##### Given information
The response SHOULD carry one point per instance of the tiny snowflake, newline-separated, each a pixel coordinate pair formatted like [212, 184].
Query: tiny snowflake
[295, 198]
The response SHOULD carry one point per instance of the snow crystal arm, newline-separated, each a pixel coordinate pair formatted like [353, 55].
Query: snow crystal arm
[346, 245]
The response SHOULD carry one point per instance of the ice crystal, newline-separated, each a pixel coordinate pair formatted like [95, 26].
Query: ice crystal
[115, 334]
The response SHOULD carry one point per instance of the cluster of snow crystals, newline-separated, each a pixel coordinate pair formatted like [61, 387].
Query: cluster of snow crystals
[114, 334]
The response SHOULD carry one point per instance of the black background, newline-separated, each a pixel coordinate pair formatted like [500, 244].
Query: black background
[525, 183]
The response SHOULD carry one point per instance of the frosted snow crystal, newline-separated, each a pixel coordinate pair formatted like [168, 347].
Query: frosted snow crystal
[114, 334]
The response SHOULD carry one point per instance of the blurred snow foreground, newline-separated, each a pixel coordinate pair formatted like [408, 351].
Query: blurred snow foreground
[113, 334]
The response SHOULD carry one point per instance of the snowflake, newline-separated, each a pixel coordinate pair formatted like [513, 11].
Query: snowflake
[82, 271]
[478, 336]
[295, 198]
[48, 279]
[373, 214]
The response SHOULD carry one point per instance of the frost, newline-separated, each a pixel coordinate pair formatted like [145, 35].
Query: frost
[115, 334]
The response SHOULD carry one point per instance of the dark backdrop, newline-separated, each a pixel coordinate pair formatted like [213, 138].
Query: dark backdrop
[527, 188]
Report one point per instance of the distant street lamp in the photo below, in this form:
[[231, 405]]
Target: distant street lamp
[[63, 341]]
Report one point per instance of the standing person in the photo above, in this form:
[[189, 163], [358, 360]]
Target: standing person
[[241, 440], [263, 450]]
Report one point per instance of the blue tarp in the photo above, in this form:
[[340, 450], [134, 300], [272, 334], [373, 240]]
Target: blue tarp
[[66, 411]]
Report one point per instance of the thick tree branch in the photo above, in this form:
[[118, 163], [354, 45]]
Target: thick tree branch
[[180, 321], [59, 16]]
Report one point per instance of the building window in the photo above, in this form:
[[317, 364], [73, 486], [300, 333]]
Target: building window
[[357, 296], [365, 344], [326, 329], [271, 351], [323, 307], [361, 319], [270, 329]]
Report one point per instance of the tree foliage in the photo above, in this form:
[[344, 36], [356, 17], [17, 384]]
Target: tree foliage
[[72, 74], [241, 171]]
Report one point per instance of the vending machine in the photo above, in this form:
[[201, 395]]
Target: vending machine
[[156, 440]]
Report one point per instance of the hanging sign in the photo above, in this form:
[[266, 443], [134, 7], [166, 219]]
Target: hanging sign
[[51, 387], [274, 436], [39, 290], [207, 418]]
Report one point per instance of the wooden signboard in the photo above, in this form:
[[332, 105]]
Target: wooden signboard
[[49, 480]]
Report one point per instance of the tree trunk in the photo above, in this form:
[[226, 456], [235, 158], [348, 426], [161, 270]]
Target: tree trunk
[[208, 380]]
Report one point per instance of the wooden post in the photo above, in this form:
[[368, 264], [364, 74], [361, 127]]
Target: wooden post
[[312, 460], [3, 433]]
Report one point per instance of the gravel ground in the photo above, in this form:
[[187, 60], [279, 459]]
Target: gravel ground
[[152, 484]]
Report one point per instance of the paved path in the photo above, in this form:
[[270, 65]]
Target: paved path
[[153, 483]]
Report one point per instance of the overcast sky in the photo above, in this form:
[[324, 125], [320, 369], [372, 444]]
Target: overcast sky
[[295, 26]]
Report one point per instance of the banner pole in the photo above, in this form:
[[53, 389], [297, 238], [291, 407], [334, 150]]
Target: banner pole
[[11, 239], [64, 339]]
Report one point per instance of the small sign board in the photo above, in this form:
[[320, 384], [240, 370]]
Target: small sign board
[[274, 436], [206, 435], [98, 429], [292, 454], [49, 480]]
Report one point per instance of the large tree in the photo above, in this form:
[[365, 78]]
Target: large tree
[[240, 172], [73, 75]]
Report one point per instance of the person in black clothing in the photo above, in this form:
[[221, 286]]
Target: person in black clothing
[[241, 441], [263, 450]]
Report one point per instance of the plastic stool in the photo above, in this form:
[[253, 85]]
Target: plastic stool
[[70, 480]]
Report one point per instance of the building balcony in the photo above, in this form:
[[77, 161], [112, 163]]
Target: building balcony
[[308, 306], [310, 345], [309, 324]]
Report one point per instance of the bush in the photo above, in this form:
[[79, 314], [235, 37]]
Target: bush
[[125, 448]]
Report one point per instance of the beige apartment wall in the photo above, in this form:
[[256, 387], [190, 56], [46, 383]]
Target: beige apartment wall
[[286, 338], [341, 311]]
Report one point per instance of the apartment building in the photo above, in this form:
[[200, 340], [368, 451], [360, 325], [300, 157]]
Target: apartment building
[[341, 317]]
##########
> **Assignment**
Restate the full data above, keeping each word intact.

> **Answer box**
The response SHOULD carry one point per instance of the tiny snowflake, newline-separated, each a pixel coordinate pair formatted like [212, 184].
Query: tiny snowflake
[295, 198]
The response SHOULD carry one point per instance of the snow crystal arm, newline-separated, each a pixel coordinate pair formatted like [353, 55].
Query: snow crystal arm
[346, 245]
The response SHOULD carry one point per instance of the ice crystal, newline-separated, each a pixel coordinate pair formatted like [95, 26].
Query: ice crystal
[115, 334]
The response SHOULD carry one point per instance of the cluster of snow crystals, newline-separated, each a pixel coordinate pair formatted like [61, 387].
Query: cluster of snow crystals
[114, 334]
The response SHOULD carry one point per instance of the black background, newline-separated, each a pixel coordinate pair formatted like [500, 244].
Query: black background
[525, 183]
The response SHOULD carry one point per instance of the frosted snow crystal, newline-separated, each a pixel coordinate pair formatted like [168, 347].
Query: frosted snow crystal
[114, 334]
The response SHOULD carry one point per instance of the blurred snow foreground, newline-separated, each a pixel coordinate pair formatted like [408, 351].
Query: blurred snow foreground
[113, 334]
The response SHOULD carry one point per instance of the snowflake, newline-separated, each a pixel coordinate pair formatted like [513, 11].
Query: snowflake
[82, 271]
[478, 336]
[295, 198]
[48, 279]
[373, 214]
The response SHOULD carry one point per instance of the frost, newline-separated, each a pixel coordinate pair formatted like [145, 35].
Query: frost
[115, 334]
The response SHOULD carry one point per instance of the dark backdrop, newline-separated, each a pixel coordinate pair formatted like [213, 138].
Query: dark backdrop
[527, 188]
Report one point per instance of the distant street lamp in the photo below, in this form:
[[231, 405]]
Target: distant street lamp
[[63, 341]]
Report one point per instance of the standing person in the photo above, in this form:
[[189, 163], [358, 360]]
Target: standing person
[[241, 440], [263, 450]]
Report one point per instance of the blue tarp in the photo above, in this form:
[[340, 450], [134, 300], [272, 334], [373, 240]]
Target: blue tarp
[[66, 411]]
Report one point per instance of the thick tree branch in the photo above, in this form:
[[118, 163], [354, 45]]
Target: thick tree branch
[[180, 321], [59, 16]]
Report one point per instance of the building window in the photo above, in this form:
[[317, 364], [73, 486], [300, 333]]
Target: building window
[[357, 296], [365, 344], [326, 329], [271, 351], [323, 307], [361, 319], [270, 329]]
Report one point per instance of the tree foliage in the photo above, in this form:
[[344, 36], [356, 17], [17, 384]]
Target: tree foliage
[[72, 74], [241, 171]]
Report one point per instance of the vending machine in the photo above, in this form:
[[201, 395]]
Target: vending machine
[[156, 440]]
Report one point per instance of the hanging sign in the photo above, in this form:
[[266, 443], [134, 7], [166, 219]]
Target: hanging sign
[[51, 387], [274, 436], [39, 290], [207, 418]]
Report one point per instance of the wooden signboard in the photo above, in this form:
[[332, 105]]
Target: wooden signboard
[[49, 480]]
Report one point per instance of the tree trunk in the photo above, in this form:
[[226, 456], [235, 158], [348, 426], [161, 270]]
Target: tree trunk
[[208, 380]]
Report one point per instance of the wooden post in the photo above, in this form:
[[368, 264], [364, 74], [361, 127]]
Target: wooden post
[[312, 460], [3, 433]]
Report one point per instance of the gravel ground in the photo above, in this form:
[[187, 60], [279, 459]]
Target: gravel ground
[[152, 484]]
Report one point per instance of the paved path in the photo above, in this form:
[[270, 65]]
Target: paved path
[[153, 483]]
Report one point per instance of the overcast sky in the photo above, in this form:
[[324, 125], [320, 369], [372, 444]]
Target: overcast sky
[[295, 26]]
Report one point per instance of the banner pole in the photo above, in this form:
[[53, 389], [297, 238], [291, 407], [334, 150]]
Target: banner pole
[[11, 239], [64, 339]]
Report one point per instance of the small sign board in the photo above, in this form:
[[320, 384], [240, 370]]
Target: small sign board
[[274, 436], [206, 435], [98, 429], [292, 454], [49, 480]]
Report one point per instance of the large tree in the photo above, in this form:
[[365, 78]]
Target: large tree
[[240, 172], [73, 75]]
Report one point per instance of the person in black clothing in the photo above, in this form:
[[221, 286]]
Target: person in black clothing
[[241, 441], [263, 450]]
Report one point per instance of the plastic stool in the photo above, in this form:
[[253, 85]]
Target: plastic stool
[[70, 480]]
Report one point per instance of the building balcony in the photo above, in this form:
[[77, 161], [112, 163]]
Target: building balcony
[[308, 306], [310, 345], [309, 324]]
Report one point per instance of the bush in the photo above, in this form:
[[79, 314], [235, 37]]
Target: bush
[[125, 448]]
Report one point per instance of the beige apartment wall in the photo above, in this form:
[[256, 387], [190, 56], [46, 383]]
Target: beige apartment wall
[[286, 338], [341, 311]]
Report one point per instance of the apartment building in the photo above, in this form:
[[200, 340], [368, 451], [360, 325], [300, 157]]
Target: apartment building
[[341, 317]]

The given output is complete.